REQUIRED WORK:
Give the records again exactly, with every character kept.

[AVAILABLE DATA — start]

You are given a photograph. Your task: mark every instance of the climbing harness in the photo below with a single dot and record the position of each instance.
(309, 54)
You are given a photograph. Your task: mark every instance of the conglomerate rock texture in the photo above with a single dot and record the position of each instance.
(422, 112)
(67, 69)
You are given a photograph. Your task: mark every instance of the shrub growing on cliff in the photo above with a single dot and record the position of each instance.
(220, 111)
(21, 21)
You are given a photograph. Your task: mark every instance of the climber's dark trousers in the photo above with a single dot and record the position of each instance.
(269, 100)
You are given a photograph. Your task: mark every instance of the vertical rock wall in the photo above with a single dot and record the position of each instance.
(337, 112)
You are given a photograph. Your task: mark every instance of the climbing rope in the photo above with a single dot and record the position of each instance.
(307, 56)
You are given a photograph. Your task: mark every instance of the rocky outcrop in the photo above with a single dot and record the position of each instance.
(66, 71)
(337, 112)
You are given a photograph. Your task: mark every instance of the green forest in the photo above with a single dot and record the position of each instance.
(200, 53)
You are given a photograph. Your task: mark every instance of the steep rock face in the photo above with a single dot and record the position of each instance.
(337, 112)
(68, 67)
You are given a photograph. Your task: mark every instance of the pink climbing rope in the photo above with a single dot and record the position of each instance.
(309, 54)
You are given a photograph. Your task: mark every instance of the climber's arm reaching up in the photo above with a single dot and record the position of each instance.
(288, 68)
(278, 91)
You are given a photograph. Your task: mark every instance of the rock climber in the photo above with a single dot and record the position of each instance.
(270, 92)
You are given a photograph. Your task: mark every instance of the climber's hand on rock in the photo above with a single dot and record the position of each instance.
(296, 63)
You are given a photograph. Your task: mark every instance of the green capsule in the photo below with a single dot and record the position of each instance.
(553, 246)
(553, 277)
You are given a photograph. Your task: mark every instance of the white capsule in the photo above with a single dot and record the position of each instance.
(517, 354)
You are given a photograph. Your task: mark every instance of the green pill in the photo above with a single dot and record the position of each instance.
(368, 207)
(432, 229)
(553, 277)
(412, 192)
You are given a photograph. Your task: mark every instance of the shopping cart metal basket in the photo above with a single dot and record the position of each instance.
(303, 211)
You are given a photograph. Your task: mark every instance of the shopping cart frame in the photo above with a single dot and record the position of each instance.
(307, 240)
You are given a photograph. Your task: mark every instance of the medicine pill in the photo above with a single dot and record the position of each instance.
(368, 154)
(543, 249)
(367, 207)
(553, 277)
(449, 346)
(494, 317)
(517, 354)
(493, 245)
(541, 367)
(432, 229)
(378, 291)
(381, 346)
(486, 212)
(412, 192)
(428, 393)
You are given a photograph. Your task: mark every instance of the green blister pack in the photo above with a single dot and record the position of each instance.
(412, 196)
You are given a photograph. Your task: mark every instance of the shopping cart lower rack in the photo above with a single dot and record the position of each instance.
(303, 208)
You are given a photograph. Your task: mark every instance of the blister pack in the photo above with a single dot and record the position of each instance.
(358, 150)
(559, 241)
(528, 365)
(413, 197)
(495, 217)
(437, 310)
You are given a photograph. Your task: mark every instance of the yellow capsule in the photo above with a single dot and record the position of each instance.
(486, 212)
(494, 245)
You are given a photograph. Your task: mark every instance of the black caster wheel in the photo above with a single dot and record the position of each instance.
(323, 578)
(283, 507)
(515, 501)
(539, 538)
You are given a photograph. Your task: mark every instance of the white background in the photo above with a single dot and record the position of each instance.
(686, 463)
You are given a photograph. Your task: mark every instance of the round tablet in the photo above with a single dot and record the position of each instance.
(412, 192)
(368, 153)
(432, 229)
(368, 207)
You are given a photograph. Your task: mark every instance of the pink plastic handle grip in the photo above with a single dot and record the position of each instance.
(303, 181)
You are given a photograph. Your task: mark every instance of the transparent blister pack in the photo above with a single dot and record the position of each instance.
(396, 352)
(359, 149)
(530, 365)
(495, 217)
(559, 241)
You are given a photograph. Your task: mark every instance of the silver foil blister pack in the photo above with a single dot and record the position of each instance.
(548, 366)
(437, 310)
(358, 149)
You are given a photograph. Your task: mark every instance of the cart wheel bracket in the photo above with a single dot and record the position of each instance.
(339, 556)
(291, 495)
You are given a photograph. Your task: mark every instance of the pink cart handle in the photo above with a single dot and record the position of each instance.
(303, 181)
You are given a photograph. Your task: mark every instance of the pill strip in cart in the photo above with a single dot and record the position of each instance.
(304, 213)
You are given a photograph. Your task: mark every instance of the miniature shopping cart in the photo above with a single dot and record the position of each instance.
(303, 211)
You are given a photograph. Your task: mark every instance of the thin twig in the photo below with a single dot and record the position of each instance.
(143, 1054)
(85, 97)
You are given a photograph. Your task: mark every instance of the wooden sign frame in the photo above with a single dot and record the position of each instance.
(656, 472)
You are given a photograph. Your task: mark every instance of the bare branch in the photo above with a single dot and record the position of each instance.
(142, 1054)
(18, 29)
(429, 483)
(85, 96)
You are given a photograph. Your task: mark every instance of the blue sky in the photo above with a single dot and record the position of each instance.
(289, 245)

[AVAILABLE DATA — finish]

SOLUTION BELOW:
You are given a photograph. Your task: mark every instance of the climbing harness in the photo below with a single dot and record the position of each instance.
(309, 54)
You are given a photograph. Your task: mark every instance of the conglomerate rock texture in the photo above with a single dot and record the position of each instance.
(422, 112)
(67, 69)
You are given a photograph. Your task: mark every instance of the shrub growing on cliff in the photo above with a single dot and record the position of each instance.
(220, 111)
(21, 21)
You are given a photograph. Your task: mark every instance of the climber's dark trousers in the photo above with a single dot and record the position of each instance.
(269, 100)
You are given a photograph. Your task: mark every instance of the vertical rock wall in the photo above with a single dot and record the position of each instance.
(337, 112)
You are given a photograph. Your task: mark every instance of the climbing rope in the photo above with a single dot and record the position of each instance.
(307, 56)
You are given a photograph. Your task: mark every instance of the rocky outcrop in the photo above with a single dot and record the position of each instance.
(66, 71)
(337, 112)
You are given a photograph. Your task: mark every instance of the green forest in the photo above with a single dot and record the position of each instance.
(200, 53)
You are given a photograph. Your task: mark every instance of the steep rock face in the photo above with a single dot and record the position of each instance.
(337, 112)
(68, 67)
You are given a photograph. Your task: mark every instance of the pink climbing rope in the photo above with a single dot and record the position of each instance.
(309, 54)
You are given a photograph. Your task: mark every instance of the climber's arm reaching up in the photo above with a single dot and record the position of each instance.
(288, 68)
(278, 91)
You are given a photograph. Your task: mark every instance of the rock climber in the photo above with a single dot and record the position of each instance.
(270, 92)
You are given a photograph. Your task: mark every instance of the climber's hand on rock in the photo above with a single dot and record the position of each instance.
(296, 63)
You are given a photograph. Your task: mark every instance of the green capsule in the photo below with a single dot and record the position of each instance.
(553, 246)
(553, 277)
You are given a photograph. Your task: mark every instance of the white capsule in the photo above with a single dot and record the position of each instance.
(517, 354)
You are given a photograph. Your task: mark every instance of the green pill in the photo above with a single dot and record the position of each instance.
(368, 207)
(432, 229)
(553, 277)
(412, 192)
You are given a photograph. Your task: mark every instance of the shopping cart metal basket in the photo above with a single dot and record the position of each instance.
(303, 211)
You are given a photograph. Your task: mark every instance of the shopping cart frame in the photo above with a single dot and record the position of each instance.
(307, 240)
You are given a photograph. Your task: mark every instance of the medicine pill in the photo above with a single dot and record the position of each instance.
(368, 154)
(543, 249)
(367, 207)
(553, 277)
(449, 346)
(494, 317)
(517, 354)
(493, 245)
(541, 367)
(432, 229)
(378, 291)
(381, 346)
(486, 212)
(412, 192)
(428, 393)
You are given a photograph. Your task: mark every instance of the green blister pack in the photo above with a single dot and record the position of each instance.
(412, 196)
You are given a photograph. Your task: mark every instance of the shopping cart lower rack in the photo above with a single dot and record the position of each instance.
(303, 208)
You are given a photograph. Your task: mark every instance of the blister pack in the photo above with a single dot and record the position of each instance.
(358, 150)
(559, 241)
(528, 365)
(413, 197)
(495, 217)
(437, 310)
You are given a photograph. Your task: mark every instance of the yellow capsule in the photo above with a single dot and record the position of each instance.
(486, 212)
(494, 245)
You are given a photograph. Your task: mark every instance of the black caster wheel in the photo above with a single dot and record the position of each instance.
(323, 578)
(283, 507)
(515, 501)
(539, 538)
You are given a photograph. Your task: mark every instance of the white background in the photo above with a single dot and record the position of each instance.
(686, 463)
You are given a photograph. Your task: mark every instance of the round tablet in the photo above with a single dot and record the position of each instance.
(412, 192)
(368, 153)
(432, 229)
(368, 207)
You are given a photograph. Your task: mark every instance of the pink plastic handle grip in the photo above with a single dot and record the position of each instance.
(303, 181)
You are given a photograph. Your task: mark every instance of the transparent blister pack in the photo above with a single dot and record the position of each instance.
(396, 352)
(359, 149)
(530, 365)
(495, 217)
(559, 241)
You are given a photograph. Your task: mark every instance of the silver foil blister pack in the photo above with a single dot and record the position of each instance.
(548, 366)
(437, 310)
(358, 149)
You are given a photograph. Your task: mark every instance of the cart wheel bracket in the photo above with a single dot and record the position of each instance.
(339, 556)
(291, 495)
You are given a photograph. Your task: mark every instance of the pink cart handle in the photo above with a single dot and record the position of each instance.
(303, 181)
You are given a photograph. Your task: mark every instance of the pill strip in cart in the photo above with a single dot and record the position of each instance.
(304, 213)
You are given a photograph. Your task: mark every instance of the miniature shopping cart in the photo above with a single dot and record the position of each instance.
(303, 211)
You are given a photograph. Your task: mark every instance of the thin twig in the photo below with a single dot and record the position of each instance.
(143, 1054)
(85, 97)
You are given a photograph. Your task: mark every instance of the wooden sign frame in the photo above with a single dot and record the position of each instance.
(656, 472)
You are given a photograph. Your task: mark every instance of the bare branch in the photo above with a single dot and record the position of each instance.
(142, 1054)
(18, 29)
(429, 483)
(85, 96)
You are given a photograph. Your task: mark every instance of the blue sky in the photo above with a single dot and record the position of each instance.
(289, 245)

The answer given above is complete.